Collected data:
━━━━━━

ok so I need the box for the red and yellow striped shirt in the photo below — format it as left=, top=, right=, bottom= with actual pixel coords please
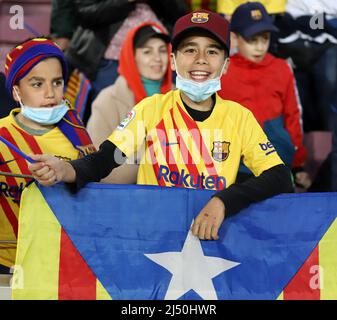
left=0, top=109, right=93, bottom=268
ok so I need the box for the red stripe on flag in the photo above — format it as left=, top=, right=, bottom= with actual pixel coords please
left=283, top=246, right=320, bottom=300
left=58, top=229, right=97, bottom=300
left=147, top=137, right=166, bottom=186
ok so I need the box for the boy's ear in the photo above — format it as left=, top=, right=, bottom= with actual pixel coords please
left=12, top=85, right=20, bottom=102
left=222, top=58, right=230, bottom=76
left=170, top=53, right=176, bottom=72
left=230, top=32, right=239, bottom=49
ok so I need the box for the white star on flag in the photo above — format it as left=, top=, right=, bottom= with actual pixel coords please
left=145, top=225, right=240, bottom=300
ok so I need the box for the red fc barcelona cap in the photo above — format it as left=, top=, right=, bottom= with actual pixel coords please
left=172, top=10, right=230, bottom=55
left=4, top=37, right=67, bottom=97
left=230, top=2, right=279, bottom=39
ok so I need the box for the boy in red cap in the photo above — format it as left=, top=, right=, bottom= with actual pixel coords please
left=0, top=38, right=95, bottom=273
left=28, top=11, right=293, bottom=241
left=219, top=2, right=311, bottom=189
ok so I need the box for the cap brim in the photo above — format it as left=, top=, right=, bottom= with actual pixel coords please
left=172, top=26, right=229, bottom=54
left=240, top=23, right=279, bottom=39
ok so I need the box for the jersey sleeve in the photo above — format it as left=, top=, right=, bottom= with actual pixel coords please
left=107, top=102, right=146, bottom=159
left=241, top=110, right=284, bottom=176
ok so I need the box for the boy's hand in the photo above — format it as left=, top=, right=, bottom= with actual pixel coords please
left=192, top=197, right=225, bottom=240
left=295, top=171, right=311, bottom=189
left=28, top=154, right=75, bottom=186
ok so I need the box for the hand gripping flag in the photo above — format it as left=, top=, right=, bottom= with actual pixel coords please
left=12, top=183, right=337, bottom=300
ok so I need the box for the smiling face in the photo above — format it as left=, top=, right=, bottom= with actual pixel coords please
left=135, top=37, right=169, bottom=81
left=234, top=32, right=270, bottom=63
left=13, top=57, right=64, bottom=108
left=171, top=34, right=229, bottom=82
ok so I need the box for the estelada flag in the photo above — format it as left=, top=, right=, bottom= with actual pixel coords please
left=12, top=183, right=337, bottom=300
left=64, top=69, right=91, bottom=120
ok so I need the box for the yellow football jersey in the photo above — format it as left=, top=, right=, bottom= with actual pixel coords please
left=109, top=90, right=283, bottom=190
left=0, top=109, right=90, bottom=268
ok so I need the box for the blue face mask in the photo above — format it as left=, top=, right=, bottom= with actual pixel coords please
left=14, top=87, right=69, bottom=125
left=173, top=57, right=227, bottom=102
left=20, top=103, right=69, bottom=125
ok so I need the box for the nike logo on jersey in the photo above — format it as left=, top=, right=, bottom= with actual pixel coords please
left=0, top=158, right=16, bottom=166
left=162, top=141, right=179, bottom=147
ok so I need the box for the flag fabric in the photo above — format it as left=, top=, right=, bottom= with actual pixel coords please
left=12, top=183, right=337, bottom=300
left=64, top=69, right=91, bottom=120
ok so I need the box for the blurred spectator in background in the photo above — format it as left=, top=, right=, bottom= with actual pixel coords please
left=50, top=0, right=187, bottom=99
left=217, top=1, right=287, bottom=56
left=219, top=2, right=311, bottom=189
left=332, top=103, right=337, bottom=191
left=86, top=22, right=172, bottom=183
left=275, top=0, right=337, bottom=132
left=0, top=72, right=15, bottom=118
left=217, top=0, right=286, bottom=17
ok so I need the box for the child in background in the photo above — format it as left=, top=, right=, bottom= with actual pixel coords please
left=219, top=2, right=311, bottom=189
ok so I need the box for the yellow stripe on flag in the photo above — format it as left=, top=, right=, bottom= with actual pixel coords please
left=276, top=291, right=284, bottom=300
left=96, top=280, right=112, bottom=300
left=319, top=218, right=337, bottom=300
left=12, top=184, right=61, bottom=300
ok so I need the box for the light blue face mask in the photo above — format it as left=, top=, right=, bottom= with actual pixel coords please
left=173, top=57, right=227, bottom=102
left=20, top=103, right=69, bottom=125
left=14, top=87, right=69, bottom=125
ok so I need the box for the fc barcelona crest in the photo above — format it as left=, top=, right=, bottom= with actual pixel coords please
left=251, top=9, right=263, bottom=20
left=212, top=141, right=230, bottom=162
left=191, top=12, right=209, bottom=24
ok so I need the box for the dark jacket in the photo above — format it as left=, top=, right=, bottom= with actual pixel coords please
left=0, top=73, right=15, bottom=118
left=332, top=105, right=337, bottom=191
left=50, top=0, right=188, bottom=80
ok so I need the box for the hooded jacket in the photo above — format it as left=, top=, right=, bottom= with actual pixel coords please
left=51, top=0, right=187, bottom=80
left=86, top=22, right=172, bottom=183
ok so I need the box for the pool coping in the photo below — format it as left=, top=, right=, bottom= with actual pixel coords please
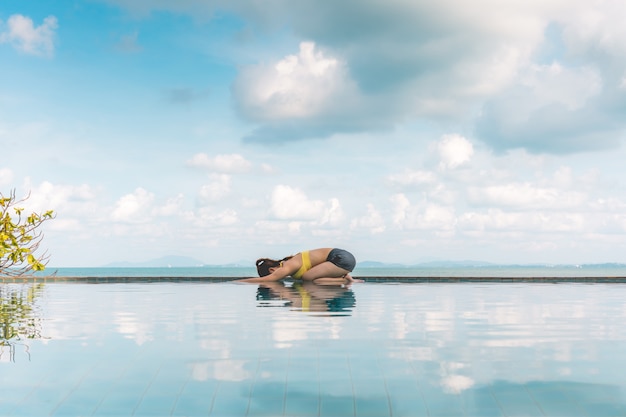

━━━━━━

What is being asked →
Exactly as they appear above, write out all the entries, but not the images.

Response to the task →
ok so I need the box for the red and yellow striped shirt in the photo below — format it as left=, top=, right=, bottom= with actual pixel coords please
left=0, top=109, right=93, bottom=268
ok so I need the box for the red stripe on flag in the photo above — format it as left=, top=, right=, bottom= with actual pixel coords please
left=283, top=246, right=320, bottom=300
left=58, top=229, right=97, bottom=300
left=147, top=137, right=166, bottom=186
ok so I need the box for the boy's ear in the photo above — format it as left=, top=, right=, bottom= with actual pixel coords please
left=12, top=85, right=20, bottom=102
left=222, top=58, right=230, bottom=76
left=170, top=53, right=176, bottom=72
left=230, top=32, right=239, bottom=49
ok so I need the box for the white star on flag in the photo above — format it as left=, top=, right=, bottom= with actual pixel coords please
left=145, top=225, right=240, bottom=300
ok so I need the box for the red fc barcelona cap in the photo above — format it as left=, top=, right=, bottom= with actual pixel coords please
left=172, top=10, right=230, bottom=55
left=4, top=37, right=67, bottom=97
left=230, top=2, right=279, bottom=39
ok so I need the box for the boy in red cap in the photo above — format it as left=, top=, right=, bottom= with actual pixel coords please
left=0, top=38, right=95, bottom=273
left=28, top=11, right=293, bottom=241
left=219, top=2, right=311, bottom=189
ok so I need the box for the cap brim in the photo above — format it as left=, top=, right=, bottom= with actual pixel coords please
left=172, top=26, right=229, bottom=54
left=240, top=23, right=279, bottom=39
ok so I need the box for the jersey sleeve in the photo above — format it as left=, top=, right=, bottom= with actual pixel coords please
left=107, top=102, right=146, bottom=159
left=241, top=110, right=284, bottom=176
ok so I need the box for the boy's hand in the photo above — format it as left=, top=, right=, bottom= with actual pixel coords please
left=192, top=197, right=225, bottom=240
left=295, top=171, right=311, bottom=189
left=28, top=154, right=75, bottom=186
ok so I need the box for the hand gripping flag in the photo above — format it as left=, top=, right=, bottom= with actual pixel coords please
left=12, top=183, right=337, bottom=300
ok so I need the box for the smiling face in the photo above — format it as left=, top=, right=, bottom= with actual pixel coords please
left=135, top=37, right=169, bottom=81
left=234, top=32, right=270, bottom=63
left=13, top=57, right=64, bottom=108
left=171, top=34, right=229, bottom=82
ok so I need the box for the estelada flag in the photo above — format it as left=, top=, right=, bottom= with actual pixel coords please
left=12, top=183, right=337, bottom=300
left=64, top=69, right=91, bottom=120
ok so I need the box for the yellow football jersey in the photo above — format it as left=, top=, right=, bottom= with actual pixel coords please
left=109, top=90, right=283, bottom=190
left=0, top=109, right=90, bottom=268
ok so I need the box for the blue face mask in the photo above — format it as left=, top=, right=, bottom= with actual pixel coords please
left=14, top=87, right=69, bottom=125
left=173, top=57, right=227, bottom=102
left=20, top=103, right=69, bottom=125
ok so I need the box for the nike logo on jersey in the photo above — format it as left=, top=, right=, bottom= with actual pixel coords please
left=0, top=158, right=16, bottom=166
left=162, top=141, right=179, bottom=147
ok so I need the box for the flag fabric in the photo above — format it as left=, top=, right=, bottom= with actual pixel coords please
left=12, top=183, right=337, bottom=300
left=64, top=69, right=91, bottom=120
ok so I need the box for the blurred spectator in background in the photo above — format it as left=, top=, right=, bottom= with actual pixel coords please
left=50, top=0, right=187, bottom=99
left=217, top=1, right=287, bottom=56
left=219, top=2, right=311, bottom=189
left=332, top=103, right=337, bottom=191
left=86, top=22, right=172, bottom=183
left=275, top=0, right=337, bottom=132
left=0, top=72, right=15, bottom=118
left=217, top=0, right=286, bottom=17
ok so I need the box for the child in background in the photo above — format it as left=, top=, right=, bottom= with actual pixel coords please
left=219, top=2, right=311, bottom=189
ok so I need the box for the yellow stripe on flag in the photo above — format it as left=, top=, right=, bottom= with actual pixel coords please
left=276, top=291, right=284, bottom=300
left=96, top=280, right=112, bottom=300
left=319, top=218, right=337, bottom=300
left=12, top=184, right=61, bottom=300
ok so I need the box for the light blue face mask in the photo above — format it as left=, top=, right=, bottom= with actual pixel coords please
left=173, top=57, right=227, bottom=102
left=20, top=103, right=69, bottom=125
left=14, top=87, right=69, bottom=125
ok so I need the box for the fc barcelona crest in the photo above — format it as left=, top=, right=, bottom= with actual pixel coords please
left=251, top=9, right=263, bottom=20
left=212, top=141, right=230, bottom=162
left=191, top=12, right=209, bottom=24
ok so I need the box for the dark jacket in the photo above — format it as left=, top=, right=, bottom= with actual pixel coords please
left=0, top=73, right=15, bottom=118
left=332, top=105, right=337, bottom=191
left=50, top=0, right=188, bottom=80
ok so I need the box for the hooded jacket in the photo above — format it as left=, top=, right=, bottom= with actual pixel coords please
left=51, top=0, right=187, bottom=80
left=86, top=22, right=172, bottom=183
ok so I need the box for the pool coping in the photo below — format it as left=, top=, right=, bottom= with actual pixel coords please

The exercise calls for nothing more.